#### Given task
Pick out every line in the entries below that contains the word "rock", and copy each of those lines. Matching is case-sensitive.

━━━━━ Dataset content

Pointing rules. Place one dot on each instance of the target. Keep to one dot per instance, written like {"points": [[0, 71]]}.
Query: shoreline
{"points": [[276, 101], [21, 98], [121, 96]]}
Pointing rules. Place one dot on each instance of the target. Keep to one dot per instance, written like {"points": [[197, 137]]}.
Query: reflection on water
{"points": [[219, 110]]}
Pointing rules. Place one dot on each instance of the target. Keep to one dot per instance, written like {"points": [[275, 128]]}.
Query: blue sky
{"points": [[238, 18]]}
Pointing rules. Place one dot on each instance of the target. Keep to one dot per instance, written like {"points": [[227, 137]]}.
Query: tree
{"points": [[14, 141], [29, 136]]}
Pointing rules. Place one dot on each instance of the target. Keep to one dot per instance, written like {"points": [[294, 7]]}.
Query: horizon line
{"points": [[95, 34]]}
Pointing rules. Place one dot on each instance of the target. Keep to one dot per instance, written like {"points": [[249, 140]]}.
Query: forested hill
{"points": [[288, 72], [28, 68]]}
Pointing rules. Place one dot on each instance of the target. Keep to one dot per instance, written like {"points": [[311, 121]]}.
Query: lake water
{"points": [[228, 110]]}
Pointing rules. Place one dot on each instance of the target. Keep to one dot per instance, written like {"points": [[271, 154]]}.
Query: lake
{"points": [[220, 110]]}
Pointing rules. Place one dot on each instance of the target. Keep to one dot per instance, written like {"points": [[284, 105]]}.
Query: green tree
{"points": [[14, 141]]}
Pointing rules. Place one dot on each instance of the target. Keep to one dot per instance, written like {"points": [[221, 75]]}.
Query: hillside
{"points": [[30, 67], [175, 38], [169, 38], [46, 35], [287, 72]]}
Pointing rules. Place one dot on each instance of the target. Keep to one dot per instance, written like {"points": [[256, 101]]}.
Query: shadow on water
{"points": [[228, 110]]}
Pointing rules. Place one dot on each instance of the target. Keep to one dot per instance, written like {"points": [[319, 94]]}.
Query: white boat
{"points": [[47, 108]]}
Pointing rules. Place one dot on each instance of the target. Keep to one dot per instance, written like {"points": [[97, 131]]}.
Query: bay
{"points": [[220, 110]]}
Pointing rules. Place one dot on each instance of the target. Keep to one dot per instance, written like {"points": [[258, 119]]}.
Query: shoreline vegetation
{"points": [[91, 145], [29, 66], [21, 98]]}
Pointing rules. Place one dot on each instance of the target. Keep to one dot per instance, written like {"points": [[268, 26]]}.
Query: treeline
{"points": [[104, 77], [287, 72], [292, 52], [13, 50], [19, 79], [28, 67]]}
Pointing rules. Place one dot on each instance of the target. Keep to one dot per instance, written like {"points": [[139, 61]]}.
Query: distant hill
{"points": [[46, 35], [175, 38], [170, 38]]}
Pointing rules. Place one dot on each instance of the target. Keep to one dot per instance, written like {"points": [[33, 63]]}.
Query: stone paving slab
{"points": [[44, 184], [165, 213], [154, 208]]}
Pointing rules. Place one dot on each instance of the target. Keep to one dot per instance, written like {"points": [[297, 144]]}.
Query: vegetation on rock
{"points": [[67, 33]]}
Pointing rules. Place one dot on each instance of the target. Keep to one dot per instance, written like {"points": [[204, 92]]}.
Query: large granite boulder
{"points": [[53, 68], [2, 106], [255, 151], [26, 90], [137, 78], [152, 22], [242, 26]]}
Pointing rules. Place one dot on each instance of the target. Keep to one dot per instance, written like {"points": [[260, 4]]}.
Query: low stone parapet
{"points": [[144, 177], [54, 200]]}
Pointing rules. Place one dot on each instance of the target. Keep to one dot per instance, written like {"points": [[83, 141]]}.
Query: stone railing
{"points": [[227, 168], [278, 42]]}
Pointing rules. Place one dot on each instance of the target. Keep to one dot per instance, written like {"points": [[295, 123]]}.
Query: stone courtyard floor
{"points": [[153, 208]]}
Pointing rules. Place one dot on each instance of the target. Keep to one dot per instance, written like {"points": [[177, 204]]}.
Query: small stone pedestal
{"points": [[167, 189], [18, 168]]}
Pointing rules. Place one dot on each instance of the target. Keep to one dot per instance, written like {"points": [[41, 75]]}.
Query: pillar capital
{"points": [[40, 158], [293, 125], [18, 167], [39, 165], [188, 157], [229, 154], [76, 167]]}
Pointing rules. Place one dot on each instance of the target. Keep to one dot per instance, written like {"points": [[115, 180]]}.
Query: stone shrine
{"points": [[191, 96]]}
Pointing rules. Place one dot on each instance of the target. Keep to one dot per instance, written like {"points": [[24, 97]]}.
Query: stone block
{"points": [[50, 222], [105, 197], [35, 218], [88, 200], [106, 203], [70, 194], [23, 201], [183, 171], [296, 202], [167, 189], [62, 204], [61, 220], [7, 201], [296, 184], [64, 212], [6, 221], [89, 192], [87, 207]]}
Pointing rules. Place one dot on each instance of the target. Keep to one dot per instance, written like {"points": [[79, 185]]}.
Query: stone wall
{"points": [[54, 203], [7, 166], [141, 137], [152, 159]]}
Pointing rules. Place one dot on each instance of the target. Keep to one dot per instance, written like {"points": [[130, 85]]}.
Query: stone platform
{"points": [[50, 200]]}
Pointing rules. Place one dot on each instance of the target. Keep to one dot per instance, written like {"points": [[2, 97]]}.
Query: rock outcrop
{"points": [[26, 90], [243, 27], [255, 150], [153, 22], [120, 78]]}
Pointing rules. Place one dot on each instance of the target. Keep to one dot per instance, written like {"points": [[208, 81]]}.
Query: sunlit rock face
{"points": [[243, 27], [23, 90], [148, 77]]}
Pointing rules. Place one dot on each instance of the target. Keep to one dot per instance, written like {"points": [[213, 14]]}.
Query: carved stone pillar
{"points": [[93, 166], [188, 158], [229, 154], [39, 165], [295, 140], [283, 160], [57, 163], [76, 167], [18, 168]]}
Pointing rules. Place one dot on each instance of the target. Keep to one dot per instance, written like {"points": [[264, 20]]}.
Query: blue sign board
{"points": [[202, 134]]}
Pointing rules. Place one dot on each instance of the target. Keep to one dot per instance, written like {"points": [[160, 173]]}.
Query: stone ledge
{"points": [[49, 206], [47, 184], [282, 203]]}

━━━━━━━━━━
━━━━━ Dataset content

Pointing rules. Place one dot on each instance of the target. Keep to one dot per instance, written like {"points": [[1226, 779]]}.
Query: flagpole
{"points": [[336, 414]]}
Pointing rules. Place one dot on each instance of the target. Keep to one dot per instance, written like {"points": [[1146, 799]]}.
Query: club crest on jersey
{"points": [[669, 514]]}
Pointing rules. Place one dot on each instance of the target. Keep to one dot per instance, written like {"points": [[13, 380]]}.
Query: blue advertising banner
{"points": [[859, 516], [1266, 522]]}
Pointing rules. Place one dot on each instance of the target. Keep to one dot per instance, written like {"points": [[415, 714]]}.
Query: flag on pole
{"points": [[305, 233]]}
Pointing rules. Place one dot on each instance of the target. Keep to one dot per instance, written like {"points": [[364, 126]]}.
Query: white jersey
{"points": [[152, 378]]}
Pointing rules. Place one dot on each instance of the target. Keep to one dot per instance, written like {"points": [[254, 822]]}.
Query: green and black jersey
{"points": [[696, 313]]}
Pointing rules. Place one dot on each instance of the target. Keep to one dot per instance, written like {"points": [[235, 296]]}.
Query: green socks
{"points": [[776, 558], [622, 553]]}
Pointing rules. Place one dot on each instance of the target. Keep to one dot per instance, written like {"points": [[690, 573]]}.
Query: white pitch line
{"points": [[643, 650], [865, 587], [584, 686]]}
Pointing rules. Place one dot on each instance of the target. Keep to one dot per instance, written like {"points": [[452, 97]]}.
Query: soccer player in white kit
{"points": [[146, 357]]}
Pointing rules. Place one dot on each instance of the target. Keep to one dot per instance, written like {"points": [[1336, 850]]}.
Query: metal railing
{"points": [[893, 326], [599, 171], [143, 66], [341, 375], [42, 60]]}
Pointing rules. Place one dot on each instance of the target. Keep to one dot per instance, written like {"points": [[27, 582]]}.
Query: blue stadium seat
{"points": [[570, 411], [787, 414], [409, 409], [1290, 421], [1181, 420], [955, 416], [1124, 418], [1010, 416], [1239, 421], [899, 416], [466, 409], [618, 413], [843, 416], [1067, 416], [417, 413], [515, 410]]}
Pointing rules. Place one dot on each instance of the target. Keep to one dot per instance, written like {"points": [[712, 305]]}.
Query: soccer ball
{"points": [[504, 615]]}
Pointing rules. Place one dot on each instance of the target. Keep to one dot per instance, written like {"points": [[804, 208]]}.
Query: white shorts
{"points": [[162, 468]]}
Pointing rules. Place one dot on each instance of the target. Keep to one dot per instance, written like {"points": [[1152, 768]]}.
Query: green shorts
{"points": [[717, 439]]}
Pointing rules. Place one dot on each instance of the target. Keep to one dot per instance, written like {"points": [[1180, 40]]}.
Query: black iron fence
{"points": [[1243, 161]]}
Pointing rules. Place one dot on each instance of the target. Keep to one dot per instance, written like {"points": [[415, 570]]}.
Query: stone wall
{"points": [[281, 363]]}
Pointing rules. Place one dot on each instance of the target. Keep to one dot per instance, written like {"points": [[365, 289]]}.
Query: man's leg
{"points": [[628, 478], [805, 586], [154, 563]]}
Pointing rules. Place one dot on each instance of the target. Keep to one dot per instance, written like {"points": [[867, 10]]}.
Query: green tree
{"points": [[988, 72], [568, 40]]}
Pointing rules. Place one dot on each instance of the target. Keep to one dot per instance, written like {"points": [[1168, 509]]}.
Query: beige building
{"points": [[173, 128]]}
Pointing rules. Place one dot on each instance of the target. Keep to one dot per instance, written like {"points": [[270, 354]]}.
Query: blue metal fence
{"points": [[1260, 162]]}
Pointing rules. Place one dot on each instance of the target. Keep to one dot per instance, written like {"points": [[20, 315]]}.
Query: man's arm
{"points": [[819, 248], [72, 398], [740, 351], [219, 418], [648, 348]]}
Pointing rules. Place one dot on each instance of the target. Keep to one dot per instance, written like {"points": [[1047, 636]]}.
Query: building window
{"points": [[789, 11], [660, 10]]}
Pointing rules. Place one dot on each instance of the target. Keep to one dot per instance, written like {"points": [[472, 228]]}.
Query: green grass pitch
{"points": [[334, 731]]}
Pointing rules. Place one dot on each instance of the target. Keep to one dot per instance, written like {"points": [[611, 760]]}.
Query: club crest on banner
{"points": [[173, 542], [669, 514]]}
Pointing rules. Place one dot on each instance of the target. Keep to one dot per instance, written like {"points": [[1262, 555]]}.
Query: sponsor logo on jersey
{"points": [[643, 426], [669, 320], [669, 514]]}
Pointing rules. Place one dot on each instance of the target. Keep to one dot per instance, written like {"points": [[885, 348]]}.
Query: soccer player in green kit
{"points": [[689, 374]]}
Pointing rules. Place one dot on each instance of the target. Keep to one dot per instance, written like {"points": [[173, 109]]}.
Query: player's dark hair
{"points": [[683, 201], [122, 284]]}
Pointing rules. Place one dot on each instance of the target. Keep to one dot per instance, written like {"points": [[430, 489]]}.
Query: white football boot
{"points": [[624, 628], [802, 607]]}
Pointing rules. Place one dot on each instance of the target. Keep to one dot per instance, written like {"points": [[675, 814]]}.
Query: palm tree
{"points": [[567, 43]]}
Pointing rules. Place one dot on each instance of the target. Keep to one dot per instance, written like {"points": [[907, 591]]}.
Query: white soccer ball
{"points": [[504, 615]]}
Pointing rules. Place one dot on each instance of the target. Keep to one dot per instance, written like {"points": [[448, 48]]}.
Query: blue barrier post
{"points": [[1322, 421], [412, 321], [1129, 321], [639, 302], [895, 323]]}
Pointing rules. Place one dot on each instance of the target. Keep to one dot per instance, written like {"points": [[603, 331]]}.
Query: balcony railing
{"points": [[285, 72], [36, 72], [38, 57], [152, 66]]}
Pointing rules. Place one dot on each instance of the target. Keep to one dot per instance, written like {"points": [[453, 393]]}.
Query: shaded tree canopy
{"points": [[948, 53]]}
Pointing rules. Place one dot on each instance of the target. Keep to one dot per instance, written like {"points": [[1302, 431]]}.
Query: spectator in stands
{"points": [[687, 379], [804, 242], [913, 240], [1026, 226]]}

━━━━━━━━━━

#### Written response
Query: vegetation on rock
Query: rock outcrop
Query: sunlit rock face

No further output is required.